[Work instructions]: A picture-free, exact transcript of the entries below is required.
-- Records supplied follows --
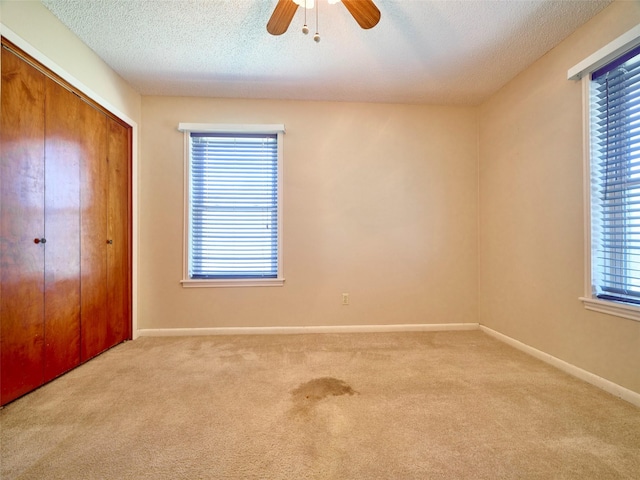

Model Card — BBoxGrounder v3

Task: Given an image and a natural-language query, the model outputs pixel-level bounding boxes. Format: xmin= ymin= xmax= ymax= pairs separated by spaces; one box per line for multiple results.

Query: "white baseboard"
xmin=136 ymin=322 xmax=479 ymax=337
xmin=479 ymin=325 xmax=640 ymax=408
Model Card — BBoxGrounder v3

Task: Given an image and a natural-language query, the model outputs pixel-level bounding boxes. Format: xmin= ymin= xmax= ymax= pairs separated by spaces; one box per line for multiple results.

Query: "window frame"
xmin=569 ymin=25 xmax=640 ymax=322
xmin=178 ymin=123 xmax=285 ymax=288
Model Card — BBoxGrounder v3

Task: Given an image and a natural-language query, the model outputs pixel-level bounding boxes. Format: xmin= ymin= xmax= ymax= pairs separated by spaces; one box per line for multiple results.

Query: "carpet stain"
xmin=291 ymin=377 xmax=357 ymax=405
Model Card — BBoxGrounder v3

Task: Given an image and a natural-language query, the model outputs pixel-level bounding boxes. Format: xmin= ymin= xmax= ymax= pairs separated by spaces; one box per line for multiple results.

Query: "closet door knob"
xmin=107 ymin=239 xmax=113 ymax=245
xmin=34 ymin=238 xmax=46 ymax=244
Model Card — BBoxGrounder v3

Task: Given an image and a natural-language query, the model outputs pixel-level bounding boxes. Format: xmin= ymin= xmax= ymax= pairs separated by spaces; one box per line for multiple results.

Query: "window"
xmin=590 ymin=45 xmax=640 ymax=306
xmin=570 ymin=25 xmax=640 ymax=321
xmin=178 ymin=124 xmax=285 ymax=287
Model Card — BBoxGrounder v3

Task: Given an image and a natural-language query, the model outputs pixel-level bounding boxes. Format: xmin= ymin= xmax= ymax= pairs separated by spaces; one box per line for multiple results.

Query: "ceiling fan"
xmin=267 ymin=0 xmax=381 ymax=36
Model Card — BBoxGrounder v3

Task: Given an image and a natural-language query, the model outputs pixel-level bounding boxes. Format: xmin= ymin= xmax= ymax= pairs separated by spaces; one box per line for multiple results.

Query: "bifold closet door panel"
xmin=0 ymin=48 xmax=47 ymax=405
xmin=42 ymin=77 xmax=82 ymax=382
xmin=106 ymin=119 xmax=131 ymax=346
xmin=80 ymin=105 xmax=109 ymax=361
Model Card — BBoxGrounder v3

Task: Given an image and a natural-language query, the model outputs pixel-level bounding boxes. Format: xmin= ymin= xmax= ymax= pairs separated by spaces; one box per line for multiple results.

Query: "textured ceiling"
xmin=41 ymin=0 xmax=612 ymax=105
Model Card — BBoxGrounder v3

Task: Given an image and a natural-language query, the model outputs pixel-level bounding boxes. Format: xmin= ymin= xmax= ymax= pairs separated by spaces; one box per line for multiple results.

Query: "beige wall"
xmin=0 ymin=0 xmax=141 ymax=124
xmin=479 ymin=0 xmax=640 ymax=393
xmin=140 ymin=97 xmax=478 ymax=329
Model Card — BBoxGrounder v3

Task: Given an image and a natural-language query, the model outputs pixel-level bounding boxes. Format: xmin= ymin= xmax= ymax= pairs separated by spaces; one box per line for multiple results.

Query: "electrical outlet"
xmin=342 ymin=293 xmax=349 ymax=305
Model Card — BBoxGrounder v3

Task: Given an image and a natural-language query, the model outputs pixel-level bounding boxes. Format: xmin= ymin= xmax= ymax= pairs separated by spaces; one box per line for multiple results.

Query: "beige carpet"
xmin=1 ymin=330 xmax=639 ymax=479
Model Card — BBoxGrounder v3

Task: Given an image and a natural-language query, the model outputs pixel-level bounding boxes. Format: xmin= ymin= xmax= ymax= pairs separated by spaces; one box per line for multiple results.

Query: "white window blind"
xmin=188 ymin=132 xmax=279 ymax=279
xmin=591 ymin=44 xmax=640 ymax=304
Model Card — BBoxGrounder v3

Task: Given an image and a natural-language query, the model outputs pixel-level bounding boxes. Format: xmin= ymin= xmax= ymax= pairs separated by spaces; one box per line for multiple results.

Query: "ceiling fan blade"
xmin=342 ymin=0 xmax=381 ymax=30
xmin=267 ymin=0 xmax=299 ymax=35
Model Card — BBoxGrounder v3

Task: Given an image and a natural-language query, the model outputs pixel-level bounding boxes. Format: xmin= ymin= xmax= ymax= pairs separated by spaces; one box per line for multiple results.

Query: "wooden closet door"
xmin=0 ymin=48 xmax=47 ymax=405
xmin=106 ymin=119 xmax=131 ymax=346
xmin=80 ymin=106 xmax=109 ymax=361
xmin=43 ymin=77 xmax=82 ymax=382
xmin=81 ymin=114 xmax=130 ymax=358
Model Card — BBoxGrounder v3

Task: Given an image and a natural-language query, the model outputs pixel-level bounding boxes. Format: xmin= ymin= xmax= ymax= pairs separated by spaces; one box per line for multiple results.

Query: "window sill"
-- Records supplied concluded --
[Task result]:
Model Card — BBoxGrounder v3

Task: Given an image and a natural-language query, the model outputs pixel-level bounding boxes. Format: xmin= ymin= xmax= ymax= pairs separated by spaces; one box per line for multiple results.

Query: "white baseboard"
xmin=136 ymin=322 xmax=479 ymax=337
xmin=479 ymin=325 xmax=640 ymax=408
Model Card — BBoxGrounder v3

Task: Given an image and a natural-language query, the model outputs pixel-level bounding boxes. Format: xmin= ymin= xmax= ymax= pairs separated by spaces; one box per line for multiple results.

Query: "window frame"
xmin=569 ymin=25 xmax=640 ymax=322
xmin=178 ymin=123 xmax=285 ymax=288
Model Card — BBoxGrounder v3

Task: Given an image and a natural-language query, the model outputs pixel-level bounding boxes. Format: xmin= ymin= xmax= ymax= pairs separated by spaces; one box per line for multiple results.

Query: "carpet stain"
xmin=291 ymin=377 xmax=357 ymax=405
Model Card — BBoxGrounder v3

Task: Given an image and a natural-language query, the model outputs pixel-level bounding boxes. Format: xmin= ymin= xmax= ymax= pairs separated by spaces; one box per line for multiple results.

Query: "closet door knob"
xmin=107 ymin=239 xmax=113 ymax=245
xmin=34 ymin=238 xmax=46 ymax=244
Model Card — BBoxGrounder v3

Task: Given an image and a natural-language query, the model outputs pixel-level bounding boxes. Format: xmin= ymin= xmax= ymax= pairs separated by spaces; one box per line for multiple results.

Query: "window"
xmin=590 ymin=45 xmax=640 ymax=306
xmin=570 ymin=25 xmax=640 ymax=321
xmin=178 ymin=124 xmax=285 ymax=287
Model Card — BBoxGrounder v3

Task: Given an image and a natural-language query, the model outputs pixel-level bounding boxes. Format: xmin= ymin= xmax= ymax= pairs separated by spaces; one box per line for multiple results.

Query: "ceiling fan"
xmin=267 ymin=0 xmax=381 ymax=36
Model Card — BBoxGrounder v3

Task: Given an image and a natural-language query, the model outputs pixel-level bounding boxes. Format: xmin= ymin= xmax= ymax= pairs separated by spaces; one box per line for multiple results.

Query: "bifold closet door panel"
xmin=0 ymin=48 xmax=47 ymax=405
xmin=42 ymin=77 xmax=82 ymax=382
xmin=106 ymin=119 xmax=131 ymax=346
xmin=80 ymin=105 xmax=109 ymax=361
Model Card — BBoxGrounder v3

Task: Given an image and a natural-language query, the model outputs pixel-level bounding boxes. Format: xmin= ymin= xmax= ymax= pairs separated by spaces; one box per line for multiple results.

Query: "textured ceiling"
xmin=41 ymin=0 xmax=612 ymax=105
Model Card — BBoxGrounder v3

Task: Given an image and a natural-language query, the model outputs pixel-level bounding boxes. Format: xmin= ymin= xmax= ymax= pairs separated by spaces; one box per line for multiple results.

Query: "beige wall"
xmin=0 ymin=0 xmax=141 ymax=124
xmin=479 ymin=0 xmax=640 ymax=393
xmin=140 ymin=97 xmax=478 ymax=329
Model Card — BBoxGrounder v3

Task: Given an image and a natural-language query, the model outputs pixel-level bounding boxes. Format: xmin= ymin= xmax= ymax= pairs separated by spaces; one box per line for multiple results.

Query: "electrical outlet"
xmin=342 ymin=293 xmax=349 ymax=305
Model Card — BBoxGrounder v3

Task: Given an image and a natural-language query, the model outputs pixel-level bounding boxes. Format: xmin= ymin= xmax= ymax= pairs separated by spaces; one box per line for multiple results.

Query: "beige carpet"
xmin=1 ymin=330 xmax=639 ymax=479
Model Card — BBoxGrounder v3

Task: Given an image and a natural-language query, the model outputs pixel-level bounding boxes. Format: xmin= ymin= xmax= ymax= pairs separated by spaces; one box per line for multiple results.

Query: "white window blind"
xmin=188 ymin=132 xmax=279 ymax=279
xmin=591 ymin=44 xmax=640 ymax=304
Model Card — BBoxGrounder v3

Task: Given an image and a natural-language query, the model outputs pixel-level bounding boxes. Format: xmin= ymin= xmax= ymax= pairs separated by spaces; one box per line for multiple results.

Query: "ceiling fan blade"
xmin=342 ymin=0 xmax=381 ymax=30
xmin=267 ymin=0 xmax=299 ymax=35
Model Card — BBoxGrounder v3

Task: Given an image and a natural-language query, the model outputs pixel-level bounding boxes. Format: xmin= ymin= xmax= ymax= pairs separated by spaces; one box per line for multiple results.

Query: "wooden closet door"
xmin=0 ymin=48 xmax=47 ymax=405
xmin=106 ymin=119 xmax=131 ymax=346
xmin=80 ymin=106 xmax=109 ymax=361
xmin=43 ymin=77 xmax=82 ymax=382
xmin=81 ymin=114 xmax=130 ymax=358
Model Card — BBoxGrounder v3

Task: Given an image and a natural-language query, the model outputs pixel-level bounding boxes. Format: xmin= ymin= xmax= ymax= pairs separated by spaces; one box per line for multiple results.

Query: "window sill"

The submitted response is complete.